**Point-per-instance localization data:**
[Start of Attachment]

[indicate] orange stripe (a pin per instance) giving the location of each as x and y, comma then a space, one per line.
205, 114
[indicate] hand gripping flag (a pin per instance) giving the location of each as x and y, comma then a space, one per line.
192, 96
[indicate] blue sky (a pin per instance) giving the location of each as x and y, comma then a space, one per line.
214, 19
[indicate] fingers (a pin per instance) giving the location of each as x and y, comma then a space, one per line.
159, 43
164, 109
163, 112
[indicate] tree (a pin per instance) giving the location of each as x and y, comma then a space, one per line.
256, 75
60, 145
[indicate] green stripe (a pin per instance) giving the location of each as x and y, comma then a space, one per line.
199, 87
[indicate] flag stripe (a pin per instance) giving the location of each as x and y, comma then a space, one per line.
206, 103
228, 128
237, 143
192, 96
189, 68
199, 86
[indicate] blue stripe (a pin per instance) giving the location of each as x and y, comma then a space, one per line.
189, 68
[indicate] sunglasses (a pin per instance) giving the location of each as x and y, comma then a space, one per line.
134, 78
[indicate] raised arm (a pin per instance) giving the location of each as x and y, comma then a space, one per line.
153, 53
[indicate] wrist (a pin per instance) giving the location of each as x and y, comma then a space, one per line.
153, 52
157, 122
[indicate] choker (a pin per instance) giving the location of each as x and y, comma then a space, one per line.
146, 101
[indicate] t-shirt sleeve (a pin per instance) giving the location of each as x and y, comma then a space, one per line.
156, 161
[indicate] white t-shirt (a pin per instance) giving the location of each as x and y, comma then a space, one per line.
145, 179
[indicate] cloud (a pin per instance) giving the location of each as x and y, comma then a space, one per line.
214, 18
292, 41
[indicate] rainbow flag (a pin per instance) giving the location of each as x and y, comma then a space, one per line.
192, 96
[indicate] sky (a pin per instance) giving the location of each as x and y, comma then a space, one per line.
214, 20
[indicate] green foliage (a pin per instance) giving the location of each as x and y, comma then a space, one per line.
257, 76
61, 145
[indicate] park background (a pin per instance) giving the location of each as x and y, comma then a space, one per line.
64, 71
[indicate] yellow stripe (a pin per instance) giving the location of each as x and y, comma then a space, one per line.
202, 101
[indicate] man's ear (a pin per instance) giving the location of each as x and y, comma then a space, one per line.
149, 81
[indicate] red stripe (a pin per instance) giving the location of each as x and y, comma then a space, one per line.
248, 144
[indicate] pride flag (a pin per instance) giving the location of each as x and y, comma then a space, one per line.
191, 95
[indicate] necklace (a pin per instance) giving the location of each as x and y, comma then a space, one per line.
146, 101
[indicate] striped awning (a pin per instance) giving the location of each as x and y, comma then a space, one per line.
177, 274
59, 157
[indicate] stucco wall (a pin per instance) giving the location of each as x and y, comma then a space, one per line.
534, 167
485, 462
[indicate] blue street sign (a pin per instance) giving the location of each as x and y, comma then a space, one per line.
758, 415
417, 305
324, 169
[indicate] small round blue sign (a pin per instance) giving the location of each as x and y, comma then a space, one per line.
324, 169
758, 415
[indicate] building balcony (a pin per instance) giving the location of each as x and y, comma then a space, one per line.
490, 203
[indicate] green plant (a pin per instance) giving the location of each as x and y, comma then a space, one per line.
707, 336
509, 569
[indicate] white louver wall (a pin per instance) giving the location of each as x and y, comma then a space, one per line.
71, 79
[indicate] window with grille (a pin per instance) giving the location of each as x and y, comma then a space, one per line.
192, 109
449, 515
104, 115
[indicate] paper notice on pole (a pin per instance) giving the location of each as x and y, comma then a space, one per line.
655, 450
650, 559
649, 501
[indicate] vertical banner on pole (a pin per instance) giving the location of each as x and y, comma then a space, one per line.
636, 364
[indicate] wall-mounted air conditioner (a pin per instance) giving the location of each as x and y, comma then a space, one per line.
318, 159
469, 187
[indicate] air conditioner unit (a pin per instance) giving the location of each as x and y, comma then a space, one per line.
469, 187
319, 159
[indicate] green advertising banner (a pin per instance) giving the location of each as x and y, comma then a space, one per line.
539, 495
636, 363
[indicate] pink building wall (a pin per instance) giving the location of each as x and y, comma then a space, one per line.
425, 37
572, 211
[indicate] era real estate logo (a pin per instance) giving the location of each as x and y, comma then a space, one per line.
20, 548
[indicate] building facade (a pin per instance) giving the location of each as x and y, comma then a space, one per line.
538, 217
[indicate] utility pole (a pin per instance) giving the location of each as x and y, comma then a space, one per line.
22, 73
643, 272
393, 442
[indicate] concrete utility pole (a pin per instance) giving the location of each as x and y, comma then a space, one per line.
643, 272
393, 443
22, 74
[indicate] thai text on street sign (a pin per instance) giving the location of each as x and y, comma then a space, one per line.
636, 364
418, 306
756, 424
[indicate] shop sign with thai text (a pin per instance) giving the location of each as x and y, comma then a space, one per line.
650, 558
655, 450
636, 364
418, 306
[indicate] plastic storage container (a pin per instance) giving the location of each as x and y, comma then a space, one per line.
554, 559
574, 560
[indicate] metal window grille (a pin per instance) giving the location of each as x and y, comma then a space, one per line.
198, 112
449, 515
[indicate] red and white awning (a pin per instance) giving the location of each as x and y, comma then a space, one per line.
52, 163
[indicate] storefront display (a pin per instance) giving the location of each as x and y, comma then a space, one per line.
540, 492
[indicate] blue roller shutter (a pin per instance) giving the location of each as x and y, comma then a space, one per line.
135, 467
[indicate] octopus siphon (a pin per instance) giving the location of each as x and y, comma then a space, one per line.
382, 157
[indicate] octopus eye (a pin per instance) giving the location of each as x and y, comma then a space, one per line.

[End of Attachment]

**Exercise objective:**
Write every entry out again, exactly as it stands.

**Answer area:**
[indicate] orange stripe (a pin per instance) giving the location of each as x and y, comma then a space, one per line.
205, 114
[indicate] hand gripping flag (a pin per instance) giving the location of each as x and y, comma then a space, one per line.
192, 96
[indicate] blue sky (a pin per instance) giving the location of each as x and y, comma then a space, one per line.
214, 19
[indicate] fingers (a pin per instance) giving the location of each as x and y, comma then a space, one per line.
159, 43
164, 109
163, 112
[indicate] tree (a pin per instance) giving the location of each as x and y, comma then a space, one per line.
256, 75
60, 145
[indicate] green stripe (a pin per instance) giving the location of each as x and y, comma then a space, one per line.
199, 87
[indicate] flag stripe (a pin per instance) giving the location of each as x and y, comma then a space, one per line.
206, 103
228, 128
237, 143
192, 96
189, 68
199, 86
[indicate] blue stripe (a pin per instance) giving the location of each as x and y, comma then a space, one per line.
189, 68
[indicate] sunglasses (a pin per instance) giving the location of each as x and y, comma then a space, one per line.
134, 78
[indicate] raised arm (a pin per instance) giving the location of each as x and y, comma then a space, one per line.
153, 53
[indicate] wrist (a pin per instance) giving the location of each as x and y, comma then a space, one per line.
153, 52
157, 122
[indicate] choker (a pin per instance) giving the location of each as x and y, comma then a space, one per line.
146, 101
[indicate] t-shirt sleeve (a pin per instance) giving the location of each as x and y, comma then a space, one per line.
156, 161
[indicate] white t-shirt (a pin per instance) giving the location of each as x and y, comma then a space, one per line.
145, 179
[indicate] cloud (a pin per instance) giving the location of each as x and y, comma then a space, one per line.
214, 18
292, 41
[indicate] rainbow flag (a pin per instance) giving the location of each as x and y, comma then a space, one per line.
192, 96
[indicate] sky (a pin per instance) giving the location of each as x and y, comma then a space, one per line.
214, 20
[indicate] green foliage (a pin per instance) giving the location of each as x and y, comma then a space, one per line.
257, 76
61, 145
[indicate] park background (a pin per instance) giving the location of each as x and y, comma then a space, one per line.
64, 71
[indicate] yellow stripe (a pin per instance) giving the location of each as x and y, comma then a space, one per line.
202, 101
[indicate] man's ear (a pin per instance) giving the location of each as x and y, comma then a space, one per line.
149, 81
[indicate] red stripe (a pin per instance) giving the location of each as x and y, comma then a space, one per line.
248, 144
[indicate] pride flag (a pin per instance) giving the location of each as x and y, comma then a space, one per line.
191, 95
[indicate] necklace (a pin per instance) giving the location of each as x and y, comma then a space, one per line.
146, 101
[indicate] striped awning (a pin per instance) giving the location of each as x and y, comma then a space, one per line.
177, 274
59, 157
[indicate] stucco wall (a pin per instance) giving the location of each as x and y, comma then a space, one per line.
534, 167
485, 462
[indicate] blue street sign (a pin per instance) giving the location of each as x and y, comma then a space, one per line.
758, 415
417, 305
324, 169
[indicate] small round blue sign (a pin per instance) giving the location of each as x and y, comma then a space, one per line.
324, 169
758, 415
[indicate] building balcony (a pin per instance) giving the location of each as x and y, comma then a space, one per line.
490, 203
[indicate] green plant (a pin per instance) giving the location of each as x and y, comma then a space, one per line.
707, 336
509, 569
[indicate] white louver wall (a pin per instance) giving the location of each as x and y, comma then a space, one per line.
71, 79
[indicate] window with grille (a pin per instance) giving the location of each as x and y, comma then a space, one per line.
192, 109
449, 515
104, 115
[indicate] paper notice on pole (a pin per instance) giving the location of each as x and y, comma then a space, one per line.
655, 450
650, 559
649, 501
[indicate] vertical banner on pole (a pin per instance) giving the location of each as x and y, comma then a space, one per line.
636, 364
[indicate] wall-mounted air conditioner (a pin per instance) giving the location of each as x and y, comma then a space, one per line.
318, 159
469, 187
[indicate] air conditioner unit (a pin per instance) giving the location of each as x and y, comma then a space, one per line.
469, 187
319, 159
[indicate] green advertising banner (a pin per instance) giving the location of each as x and y, comma then a space, one per line.
539, 495
636, 363
[indicate] pink building wall (a pin per instance) giving the location of each as x and y, comma then a space, one per line.
425, 37
572, 211
[indicate] era real estate logo (a pin per instance) giving the location of each as x and y, comma then a space, one per line.
20, 548
[indicate] building facade (a pin per instance) giving the location of each as x and y, comma then a space, one per line.
538, 217
[indicate] utility pole (a pin per instance) giving the location of each as x and y, comma then a space, one per line.
22, 73
643, 272
393, 442
[indicate] concrete utility pole (a pin per instance) giving the location of each as x and y, comma then a space, one per line.
643, 272
393, 443
22, 74
[indicate] thai text on street sign (a pin per instance) giving the location of each as x and y, comma then a space, one per line.
636, 364
418, 306
756, 424
[indicate] shop sign with thai text (a pin per instance) giving the location of each as x and y, comma then a space, one per line.
650, 558
655, 450
636, 364
418, 306
[indicate] plastic storage container (a pin per instance) giving the location of each as x and y, comma then a space, one per line.
554, 559
574, 560
[indicate] metal window grille (a pin per instance) giving the location of each as x and y, comma then a space, one per line.
198, 112
449, 515
[indicate] red and white awning (a pin per instance) giving the location of each as x and y, comma then a space, one per line.
52, 163
[indicate] storefront display (a pin per instance) giving the location of each as x and y, comma then a space, one per line.
540, 492
[indicate] blue roller shutter (a pin per instance) giving the location of each as x and y, comma then a space, one per line.
135, 467
[indicate] octopus siphon (a pin per instance) giving the location of each as x and y, comma then a space, one per line.
382, 157
[indicate] octopus eye (a pin per instance) giving the location of each as x and y, comma then a space, one per line.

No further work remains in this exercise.